- [Page text]:
'''
The global audience Canadian musicians have gleaned from the Internet has come with a caveat: more than ever, they have to compete with the rest of the world for attention, too. That doesn’t come cheap.
For artists without the support of major-label infrastructure, getting their music in ears abroad – through tours, promotion, and business meetings, for instance – can cost up to twice as much as doing so domestically. While global music endeavours have long been known as costly, the Canadian Independent Music Association (CIMA), an English-language trade organization representing small and medium businesses, has just published a report that examines just how costly exporting music can be.
“Exporting” is a funny word when it comes to music, given how flattened the playing field has become. To listeners these days, services like YouTube, Spotify and Apple Music have no borders; songs are indiscriminately pumped into our ears regardless of their country of origin. There is still a cost in getting those songs out there – and to convince listeners everywhere that this is the music they should be listening to and the artist they should see live.
The CIMA report, called Music in Motion, suggests that this is top-of-mind for small and medium-sized Canadian music companies: six out of 10 reported that export activities are “necessary for survival.”
“We’re automatically on a global platform, so our market is global. It’s not just domestic deals – it’s global deals or nothing,” says Stuart Johnston, CIMA’s president, in an interview.
'''
- [Written exercise 1]:
Give again, word for word, everything in the article on Canadian music exports from "The CIMA report, called" down to "in an interview.".
- [Written exercise 2]:
Transcribe the listing exactly, everything from its first line down to the line containing "396L61 401L53 411L56", with that line included.

- [Dataset rows]:
'''
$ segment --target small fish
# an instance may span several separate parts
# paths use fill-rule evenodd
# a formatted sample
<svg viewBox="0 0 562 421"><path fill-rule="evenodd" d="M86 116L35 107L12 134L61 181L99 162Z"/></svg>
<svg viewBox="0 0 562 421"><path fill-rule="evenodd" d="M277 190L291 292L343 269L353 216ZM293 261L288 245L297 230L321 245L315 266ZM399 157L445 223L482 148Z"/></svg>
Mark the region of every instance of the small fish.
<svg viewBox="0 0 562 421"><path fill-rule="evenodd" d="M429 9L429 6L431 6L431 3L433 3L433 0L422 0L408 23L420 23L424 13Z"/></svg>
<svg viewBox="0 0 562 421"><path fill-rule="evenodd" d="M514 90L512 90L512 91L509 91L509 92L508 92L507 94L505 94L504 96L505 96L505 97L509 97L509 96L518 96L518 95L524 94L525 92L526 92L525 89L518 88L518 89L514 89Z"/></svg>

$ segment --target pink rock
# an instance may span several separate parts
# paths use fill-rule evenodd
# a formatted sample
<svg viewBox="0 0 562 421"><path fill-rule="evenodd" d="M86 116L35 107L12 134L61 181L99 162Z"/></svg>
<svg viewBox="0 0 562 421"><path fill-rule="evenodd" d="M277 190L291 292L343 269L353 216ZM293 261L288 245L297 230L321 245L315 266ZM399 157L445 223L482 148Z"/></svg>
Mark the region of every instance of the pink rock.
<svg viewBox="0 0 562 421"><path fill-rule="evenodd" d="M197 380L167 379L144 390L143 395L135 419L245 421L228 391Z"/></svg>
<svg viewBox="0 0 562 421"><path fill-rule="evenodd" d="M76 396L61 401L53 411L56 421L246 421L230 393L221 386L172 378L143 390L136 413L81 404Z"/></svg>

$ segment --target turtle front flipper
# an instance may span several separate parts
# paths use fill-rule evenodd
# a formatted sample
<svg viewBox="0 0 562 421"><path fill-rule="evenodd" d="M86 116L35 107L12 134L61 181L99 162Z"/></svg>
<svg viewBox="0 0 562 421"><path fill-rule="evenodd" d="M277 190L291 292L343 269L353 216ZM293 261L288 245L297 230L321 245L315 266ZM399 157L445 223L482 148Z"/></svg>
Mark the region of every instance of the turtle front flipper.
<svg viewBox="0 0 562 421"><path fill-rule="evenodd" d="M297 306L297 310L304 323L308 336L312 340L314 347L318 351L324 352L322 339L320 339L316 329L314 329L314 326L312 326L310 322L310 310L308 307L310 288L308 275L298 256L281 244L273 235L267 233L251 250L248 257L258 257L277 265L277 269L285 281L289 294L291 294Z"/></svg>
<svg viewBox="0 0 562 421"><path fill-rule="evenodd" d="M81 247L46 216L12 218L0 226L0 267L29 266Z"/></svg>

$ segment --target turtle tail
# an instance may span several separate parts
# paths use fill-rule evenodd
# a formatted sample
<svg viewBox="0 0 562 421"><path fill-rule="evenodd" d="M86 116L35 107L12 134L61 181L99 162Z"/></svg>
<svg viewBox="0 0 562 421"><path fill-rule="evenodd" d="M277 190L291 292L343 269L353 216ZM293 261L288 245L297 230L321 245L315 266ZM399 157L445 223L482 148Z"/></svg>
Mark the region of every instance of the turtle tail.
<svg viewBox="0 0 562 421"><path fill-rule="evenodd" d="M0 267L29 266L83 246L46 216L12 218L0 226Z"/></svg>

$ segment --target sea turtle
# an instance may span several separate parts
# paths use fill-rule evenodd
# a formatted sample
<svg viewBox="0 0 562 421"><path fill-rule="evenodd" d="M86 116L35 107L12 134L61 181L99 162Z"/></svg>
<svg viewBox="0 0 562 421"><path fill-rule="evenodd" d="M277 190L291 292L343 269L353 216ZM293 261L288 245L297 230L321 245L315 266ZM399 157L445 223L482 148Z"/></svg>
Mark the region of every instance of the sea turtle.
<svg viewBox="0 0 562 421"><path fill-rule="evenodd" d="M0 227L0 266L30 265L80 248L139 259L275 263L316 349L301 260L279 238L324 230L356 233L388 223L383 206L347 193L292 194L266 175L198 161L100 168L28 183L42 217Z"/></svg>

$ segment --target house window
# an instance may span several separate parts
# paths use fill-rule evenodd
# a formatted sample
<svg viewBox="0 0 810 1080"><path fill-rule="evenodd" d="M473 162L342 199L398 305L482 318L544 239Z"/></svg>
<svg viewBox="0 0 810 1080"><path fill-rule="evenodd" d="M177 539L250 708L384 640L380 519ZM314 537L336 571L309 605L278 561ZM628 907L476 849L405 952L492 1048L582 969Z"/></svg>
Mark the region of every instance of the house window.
'''
- [Solution 1]:
The CIMA report, called Music in Motion, suggests that this is top-of-mind for small and medium-sized Canadian music companies: six out of 10 reported that export activities are “necessary for survival.”
“We’re automatically on a global platform, so our market is global. It’s not just domestic deals – it’s global deals or nothing,” says Stuart Johnston, CIMA’s president, in an interview.

- [Solution 2]:
$ segment --target small fish
# an instance may span several separate parts
# paths use fill-rule evenodd
# a formatted sample
<svg viewBox="0 0 562 421"><path fill-rule="evenodd" d="M86 116L35 107L12 134L61 181L99 162Z"/></svg>
<svg viewBox="0 0 562 421"><path fill-rule="evenodd" d="M277 190L291 292L343 269L353 216ZM293 261L288 245L297 230L321 245L315 266ZM399 157L445 223L482 148Z"/></svg>
Mark the region of every instance of the small fish.
<svg viewBox="0 0 562 421"><path fill-rule="evenodd" d="M429 9L429 6L431 6L431 3L433 3L433 0L422 0L408 23L420 23L424 13Z"/></svg>
<svg viewBox="0 0 562 421"><path fill-rule="evenodd" d="M514 90L512 90L512 91L509 91L509 92L508 92L507 94L505 94L504 96L505 96L505 97L509 97L509 96L518 96L518 95L524 94L525 92L526 92L525 89L518 88L518 89L514 89Z"/></svg>

$ segment --target pink rock
# an instance may span several separate parts
# paths use fill-rule evenodd
# a formatted sample
<svg viewBox="0 0 562 421"><path fill-rule="evenodd" d="M86 116L35 107L12 134L61 181L99 162Z"/></svg>
<svg viewBox="0 0 562 421"><path fill-rule="evenodd" d="M277 190L291 292L343 269L353 216ZM293 261L288 245L297 230L321 245L315 266ZM399 157L445 223L482 148Z"/></svg>
Mark the region of every instance of the pink rock.
<svg viewBox="0 0 562 421"><path fill-rule="evenodd" d="M197 380L167 379L144 390L143 395L135 419L245 421L228 391Z"/></svg>
<svg viewBox="0 0 562 421"><path fill-rule="evenodd" d="M76 396L61 401L53 411L56 421L246 421L230 393L221 386L172 378L143 390L136 413L81 404Z"/></svg>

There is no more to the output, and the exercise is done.